• [WORK ORDER 1]
Lay out the entries as a numbered list, skipping blank lines. Begin at the first line of the entries and stop after the line that contains "box: [0, 32, 39, 77]".

• [PASSAGE]
In the Kimball book, (that data warehouse bible), there's this Pitfall #8: "Tackle a galactic multiyear project rather than pursuing more manageable, although still compelling, iterative development efforts."

This maybe familiar to you: A team decides to migrate their data warehouse. They plan for it, assemble the team, kick off the project, working on it, test it, working on it, test it, working on it, test it, so on and so on until months has passed, quarters has passed, or years has passed, without the data warehouse being used in even one dashboard.

Until one day, they do the big switch. The big bang. Every table gets replaced. Every dashboard gets updated. Sometimes it works. Often it doesn't. Just like a big bang, the scale of wrongness could be colossal too.

And even when it does work technically, there's this awkward phase where nobody trusts the new numbers yet. People are questioning it. Everyone has a feeling something isn't right.

We tried something different when we migrated our PostgreSQL data warehouse to BigQuery. We don't like the big bang. We don't like months or years without actual results we can feel in our hands. I want to share what we learned.

When "iterative development" should be "iterative deployments"

When people say "iterative," they should not think about it as:

  • Demos every two weeks
  • Routine progress report to stakeholders
  • Weekly meetings
  • Sprint planning, sprint review
  • Get feedback
  • Keep building

Yes, that's nice, and we should do that. But nice isn't enough when people are asking "when can we actually USE it?"

• [WORK ORDER 2]
Reproduce the data warehouse migration passage word for word. Begin at the words "Until one day, they" and stop after "be colossal too.".

• [TASK INPUTS]
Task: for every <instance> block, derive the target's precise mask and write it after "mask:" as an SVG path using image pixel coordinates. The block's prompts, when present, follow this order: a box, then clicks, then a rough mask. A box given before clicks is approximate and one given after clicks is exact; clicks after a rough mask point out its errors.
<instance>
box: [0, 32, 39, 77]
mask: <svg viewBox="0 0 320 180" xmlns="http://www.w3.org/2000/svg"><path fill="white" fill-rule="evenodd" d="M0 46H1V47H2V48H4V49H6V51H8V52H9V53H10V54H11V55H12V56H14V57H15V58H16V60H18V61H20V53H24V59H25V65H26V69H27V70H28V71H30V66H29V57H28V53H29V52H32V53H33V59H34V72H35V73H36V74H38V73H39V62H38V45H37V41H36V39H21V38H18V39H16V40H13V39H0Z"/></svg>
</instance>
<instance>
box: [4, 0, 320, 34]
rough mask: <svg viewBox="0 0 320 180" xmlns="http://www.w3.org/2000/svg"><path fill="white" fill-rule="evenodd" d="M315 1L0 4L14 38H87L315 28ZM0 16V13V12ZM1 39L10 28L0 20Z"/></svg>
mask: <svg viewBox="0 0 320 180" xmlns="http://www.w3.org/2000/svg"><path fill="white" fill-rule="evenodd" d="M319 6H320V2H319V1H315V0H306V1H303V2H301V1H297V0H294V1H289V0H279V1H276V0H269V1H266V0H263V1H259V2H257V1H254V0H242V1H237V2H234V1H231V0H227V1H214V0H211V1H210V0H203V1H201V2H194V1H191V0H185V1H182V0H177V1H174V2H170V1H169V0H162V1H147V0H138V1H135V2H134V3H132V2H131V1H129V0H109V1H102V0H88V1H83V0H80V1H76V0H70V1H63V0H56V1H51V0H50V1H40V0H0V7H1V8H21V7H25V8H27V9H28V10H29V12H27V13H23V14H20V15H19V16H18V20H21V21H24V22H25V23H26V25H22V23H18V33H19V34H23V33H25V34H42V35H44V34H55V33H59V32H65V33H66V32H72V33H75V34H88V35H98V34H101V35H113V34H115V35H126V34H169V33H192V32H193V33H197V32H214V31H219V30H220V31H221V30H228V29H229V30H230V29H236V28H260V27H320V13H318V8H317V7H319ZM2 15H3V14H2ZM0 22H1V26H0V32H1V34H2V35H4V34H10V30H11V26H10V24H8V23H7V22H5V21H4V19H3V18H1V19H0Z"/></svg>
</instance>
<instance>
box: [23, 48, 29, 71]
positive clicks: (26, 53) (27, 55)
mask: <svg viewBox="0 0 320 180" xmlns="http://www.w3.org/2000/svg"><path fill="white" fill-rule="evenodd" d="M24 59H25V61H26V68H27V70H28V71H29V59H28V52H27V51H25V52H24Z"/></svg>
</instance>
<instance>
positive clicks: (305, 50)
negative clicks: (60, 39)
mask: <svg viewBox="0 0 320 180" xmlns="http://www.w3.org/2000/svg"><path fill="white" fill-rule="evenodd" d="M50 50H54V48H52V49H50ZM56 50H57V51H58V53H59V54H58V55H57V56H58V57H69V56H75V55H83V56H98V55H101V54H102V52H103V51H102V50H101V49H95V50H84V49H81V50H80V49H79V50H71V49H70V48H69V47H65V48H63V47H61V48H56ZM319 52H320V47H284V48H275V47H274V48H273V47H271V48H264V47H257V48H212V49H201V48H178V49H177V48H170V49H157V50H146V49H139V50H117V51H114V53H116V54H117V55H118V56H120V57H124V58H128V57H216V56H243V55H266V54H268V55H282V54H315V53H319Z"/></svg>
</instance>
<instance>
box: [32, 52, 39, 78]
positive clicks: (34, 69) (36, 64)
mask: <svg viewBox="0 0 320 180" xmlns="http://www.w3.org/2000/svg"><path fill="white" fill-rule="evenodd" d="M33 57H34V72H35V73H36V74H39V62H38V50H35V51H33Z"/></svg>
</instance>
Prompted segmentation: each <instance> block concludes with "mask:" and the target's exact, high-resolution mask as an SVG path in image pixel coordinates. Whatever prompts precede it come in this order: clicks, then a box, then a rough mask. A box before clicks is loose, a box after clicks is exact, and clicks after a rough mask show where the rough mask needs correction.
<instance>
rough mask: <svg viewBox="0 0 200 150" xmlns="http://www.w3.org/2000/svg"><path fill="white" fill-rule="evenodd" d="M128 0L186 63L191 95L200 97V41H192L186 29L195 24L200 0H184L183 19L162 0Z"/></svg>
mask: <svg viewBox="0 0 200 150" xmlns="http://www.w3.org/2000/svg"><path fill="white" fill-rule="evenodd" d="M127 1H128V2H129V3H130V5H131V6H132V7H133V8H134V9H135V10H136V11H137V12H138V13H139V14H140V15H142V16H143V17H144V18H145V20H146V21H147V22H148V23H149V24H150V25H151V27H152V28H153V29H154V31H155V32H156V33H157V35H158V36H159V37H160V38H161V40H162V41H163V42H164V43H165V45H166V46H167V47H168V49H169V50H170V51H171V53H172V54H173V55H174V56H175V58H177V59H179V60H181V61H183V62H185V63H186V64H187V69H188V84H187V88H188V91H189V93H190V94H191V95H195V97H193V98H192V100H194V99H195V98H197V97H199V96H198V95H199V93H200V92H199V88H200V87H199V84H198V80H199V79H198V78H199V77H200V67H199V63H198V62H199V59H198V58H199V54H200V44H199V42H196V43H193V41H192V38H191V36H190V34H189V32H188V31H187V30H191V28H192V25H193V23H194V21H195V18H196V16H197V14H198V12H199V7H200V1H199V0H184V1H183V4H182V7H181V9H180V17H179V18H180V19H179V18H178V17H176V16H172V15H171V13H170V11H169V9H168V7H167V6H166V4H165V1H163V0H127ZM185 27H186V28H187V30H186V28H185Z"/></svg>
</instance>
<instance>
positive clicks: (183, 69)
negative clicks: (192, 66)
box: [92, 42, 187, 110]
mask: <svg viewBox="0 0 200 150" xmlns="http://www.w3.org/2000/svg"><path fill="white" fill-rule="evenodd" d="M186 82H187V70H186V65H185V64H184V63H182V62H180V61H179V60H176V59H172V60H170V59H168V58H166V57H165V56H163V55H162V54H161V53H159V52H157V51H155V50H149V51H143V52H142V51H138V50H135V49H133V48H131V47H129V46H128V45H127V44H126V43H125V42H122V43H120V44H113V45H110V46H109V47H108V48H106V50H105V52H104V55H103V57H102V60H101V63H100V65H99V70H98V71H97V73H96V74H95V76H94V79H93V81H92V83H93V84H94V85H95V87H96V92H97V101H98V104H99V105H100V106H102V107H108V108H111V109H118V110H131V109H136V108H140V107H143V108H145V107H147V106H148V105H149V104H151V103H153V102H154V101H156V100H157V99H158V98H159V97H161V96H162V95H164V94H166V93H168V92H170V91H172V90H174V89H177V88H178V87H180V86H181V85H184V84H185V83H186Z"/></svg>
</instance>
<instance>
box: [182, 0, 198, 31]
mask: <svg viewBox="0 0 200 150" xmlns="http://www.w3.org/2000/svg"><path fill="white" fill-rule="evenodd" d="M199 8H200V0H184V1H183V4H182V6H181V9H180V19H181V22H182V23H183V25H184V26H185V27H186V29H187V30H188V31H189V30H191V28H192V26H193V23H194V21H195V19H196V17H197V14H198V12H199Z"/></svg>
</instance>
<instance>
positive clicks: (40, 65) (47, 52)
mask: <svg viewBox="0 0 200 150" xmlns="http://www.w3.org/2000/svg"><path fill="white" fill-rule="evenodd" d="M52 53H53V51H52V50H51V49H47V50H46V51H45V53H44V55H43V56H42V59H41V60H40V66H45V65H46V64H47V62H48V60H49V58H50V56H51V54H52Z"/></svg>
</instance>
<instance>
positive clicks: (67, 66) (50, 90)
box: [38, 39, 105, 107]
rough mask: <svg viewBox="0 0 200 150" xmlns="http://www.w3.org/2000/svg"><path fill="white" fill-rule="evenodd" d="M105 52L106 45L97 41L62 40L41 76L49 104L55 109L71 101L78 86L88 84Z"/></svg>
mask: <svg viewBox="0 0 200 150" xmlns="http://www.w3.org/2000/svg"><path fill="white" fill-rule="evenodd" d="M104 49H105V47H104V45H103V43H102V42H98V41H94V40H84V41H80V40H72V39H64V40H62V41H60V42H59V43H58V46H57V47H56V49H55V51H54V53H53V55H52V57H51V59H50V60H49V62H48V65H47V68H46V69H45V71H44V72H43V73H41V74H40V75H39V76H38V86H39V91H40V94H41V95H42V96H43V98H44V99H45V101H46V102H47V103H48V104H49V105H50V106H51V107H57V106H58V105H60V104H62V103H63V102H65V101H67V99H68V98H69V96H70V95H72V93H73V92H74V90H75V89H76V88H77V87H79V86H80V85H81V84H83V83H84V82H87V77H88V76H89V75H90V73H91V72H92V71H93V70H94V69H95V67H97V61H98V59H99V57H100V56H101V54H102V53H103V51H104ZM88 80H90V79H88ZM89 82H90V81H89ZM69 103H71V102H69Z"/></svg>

• [EXERCISE RESPONSE 1]
1. Task: for every <instance> block, derive the target's precise mask and write it after "mask:" as an SVG path using image pixel coordinates. The block's prompts, when present, follow this order: a box, then clicks, then a rough mask. A box given before clicks is approximate and one given after clicks is exact; clicks after a rough mask point out its errors.
2. <instance>
3. box: [0, 32, 39, 77]

• [EXERCISE RESPONSE 2]
Until one day, they do the big switch. The big bang. Every table gets replaced. Every dashboard gets updated. Sometimes it works. Often it doesn't. Just like a big bang, the scale of wrongness could be colossal too.